* [PROBLEMS TO WORK ON]:
1. Using the parser notes, decide whether each statement agrees with them: (a) surrogate characters are supported in strings; (b) annotations are currently disabled and enabled for all statements in the context; (c) the planned "all" operator matches each part of its content only once. Answer yes or no for each and quote the words that decide it.
2. Translate this sentence from the parser notes into Spanish: "For graphics, a valid set of characters is to be decided."
3. Rewrite the stretch of the parser notes from "Another features that" through "a specified value.", changing "multiplicity" to "cardinality".

* [TEXT PASSAGE]:

####

For identifiers, brackets, and quotes support would be quite straightforward (except for different open and close quotes in strings).
For graphics, a valid set of characters is to be decided.
Surrogate characters are not supported in the strings.
Currently annotations are disabled and enabled for all statements in the context. However for some statements, the annotations might be useless. In that case it might be make sense to allow disabling annotations for these statements.
The composite "f" operators are planned to be renamed to the primary operators and this will be reflected in the syntax.
The ability to insert a value tokens to the event stream that do not correspond to any text in the input stream. This way it would be possible to reuse AST nodes in a greater way (for example Java's "conditional and" and "conditional or" operators will be expressible using "if" operator).
Another features that is planned is checking multiplicity of modifiers in the parser. So the there could be at most one modifier for each single assignment variable and only the one modifier with a specified value.
It is also planned to introduce "all" operator that that matches its content in any order, but each part only once.
The both features require adding state to the parser in order avoid exponential number of states.
The block comments of the form
/*? ?*/
and line comments that starts with
//?

####

[Location labeling records]

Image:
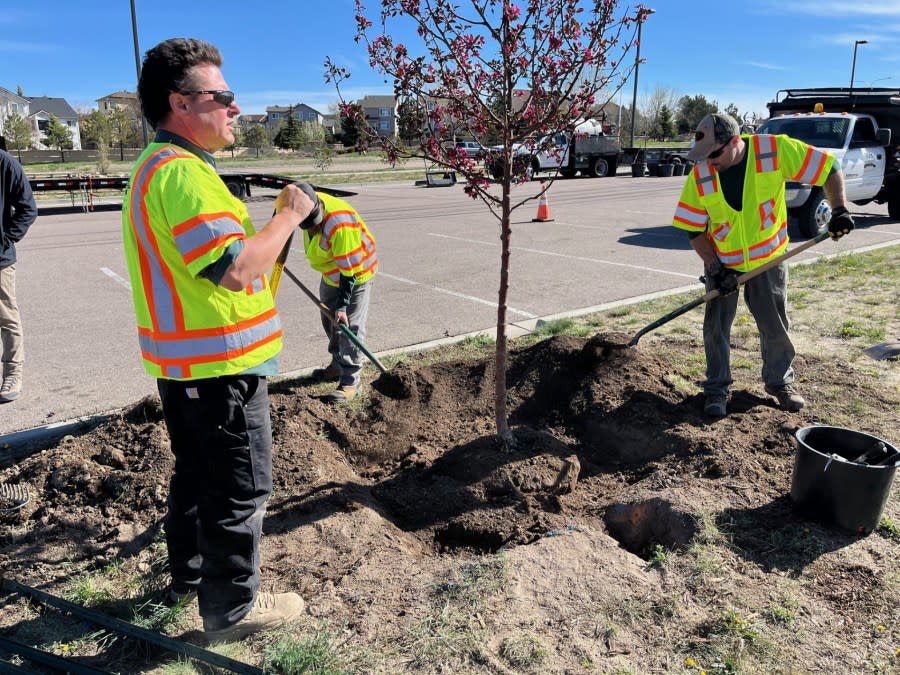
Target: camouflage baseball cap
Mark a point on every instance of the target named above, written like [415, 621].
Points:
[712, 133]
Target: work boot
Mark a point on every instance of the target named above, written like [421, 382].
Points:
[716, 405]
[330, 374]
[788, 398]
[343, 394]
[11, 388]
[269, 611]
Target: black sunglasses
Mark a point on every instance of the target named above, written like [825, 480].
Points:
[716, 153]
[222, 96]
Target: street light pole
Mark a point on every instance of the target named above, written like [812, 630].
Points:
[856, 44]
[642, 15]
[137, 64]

####

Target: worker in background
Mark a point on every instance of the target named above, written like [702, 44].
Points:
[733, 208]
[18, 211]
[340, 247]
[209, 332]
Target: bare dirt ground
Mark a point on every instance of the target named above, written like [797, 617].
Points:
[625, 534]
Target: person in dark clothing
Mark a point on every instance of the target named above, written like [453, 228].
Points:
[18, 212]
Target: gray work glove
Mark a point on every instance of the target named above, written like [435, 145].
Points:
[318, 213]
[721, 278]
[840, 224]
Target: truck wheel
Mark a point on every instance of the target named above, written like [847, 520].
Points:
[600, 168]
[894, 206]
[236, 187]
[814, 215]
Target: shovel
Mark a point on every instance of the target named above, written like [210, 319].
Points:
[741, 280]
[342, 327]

####

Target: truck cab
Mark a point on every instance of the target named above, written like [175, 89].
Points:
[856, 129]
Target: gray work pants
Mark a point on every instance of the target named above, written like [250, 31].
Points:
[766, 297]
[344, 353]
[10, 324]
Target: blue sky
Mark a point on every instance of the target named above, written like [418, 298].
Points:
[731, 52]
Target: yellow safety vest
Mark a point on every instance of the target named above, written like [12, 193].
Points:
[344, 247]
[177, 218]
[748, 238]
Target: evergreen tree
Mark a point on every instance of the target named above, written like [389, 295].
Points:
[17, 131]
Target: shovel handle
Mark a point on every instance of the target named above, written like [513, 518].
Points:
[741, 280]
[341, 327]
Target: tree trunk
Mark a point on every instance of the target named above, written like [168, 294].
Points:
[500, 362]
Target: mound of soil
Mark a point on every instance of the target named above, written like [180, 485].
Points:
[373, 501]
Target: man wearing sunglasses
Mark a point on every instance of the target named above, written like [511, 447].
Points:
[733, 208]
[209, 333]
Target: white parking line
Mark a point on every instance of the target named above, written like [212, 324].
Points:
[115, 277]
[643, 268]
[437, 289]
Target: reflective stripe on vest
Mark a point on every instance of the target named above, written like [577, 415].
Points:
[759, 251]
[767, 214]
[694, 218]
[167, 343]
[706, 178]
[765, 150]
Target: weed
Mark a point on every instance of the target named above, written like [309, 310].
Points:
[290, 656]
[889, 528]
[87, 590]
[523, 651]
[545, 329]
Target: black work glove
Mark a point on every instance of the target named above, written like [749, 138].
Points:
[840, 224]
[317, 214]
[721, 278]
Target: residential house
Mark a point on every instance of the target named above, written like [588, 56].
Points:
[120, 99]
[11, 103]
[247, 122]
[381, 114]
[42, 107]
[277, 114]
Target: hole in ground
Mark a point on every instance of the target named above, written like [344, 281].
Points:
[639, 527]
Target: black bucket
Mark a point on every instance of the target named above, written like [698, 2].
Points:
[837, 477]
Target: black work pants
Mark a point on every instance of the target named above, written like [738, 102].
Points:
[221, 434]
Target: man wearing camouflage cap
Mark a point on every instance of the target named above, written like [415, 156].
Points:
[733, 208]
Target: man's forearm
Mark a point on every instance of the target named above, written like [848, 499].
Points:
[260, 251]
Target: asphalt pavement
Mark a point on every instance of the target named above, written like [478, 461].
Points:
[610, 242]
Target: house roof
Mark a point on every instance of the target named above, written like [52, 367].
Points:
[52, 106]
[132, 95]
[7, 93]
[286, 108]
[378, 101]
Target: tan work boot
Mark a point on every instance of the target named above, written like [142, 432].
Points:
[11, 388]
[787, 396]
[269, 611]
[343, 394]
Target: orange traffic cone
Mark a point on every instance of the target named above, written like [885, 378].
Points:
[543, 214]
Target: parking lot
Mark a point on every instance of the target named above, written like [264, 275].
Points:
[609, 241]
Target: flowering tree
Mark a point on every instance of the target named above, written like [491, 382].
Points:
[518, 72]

####

* [WRITTEN RESPONSES]:
1.
(a) No: "Surrogate characters are not supported in the strings."
(b) Yes: "Currently annotations are disabled and enabled for all statements in the context."
(c) Yes: "matches its content in any order, but each part only once"

2. Para los gráficos, aún está por decidirse un conjunto válido de caracteres.

3.
Another features that is planned is checking cardinality of modifiers in the parser. So the there could be at most one modifier for each single assignment variable and only the one modifier with a specified value.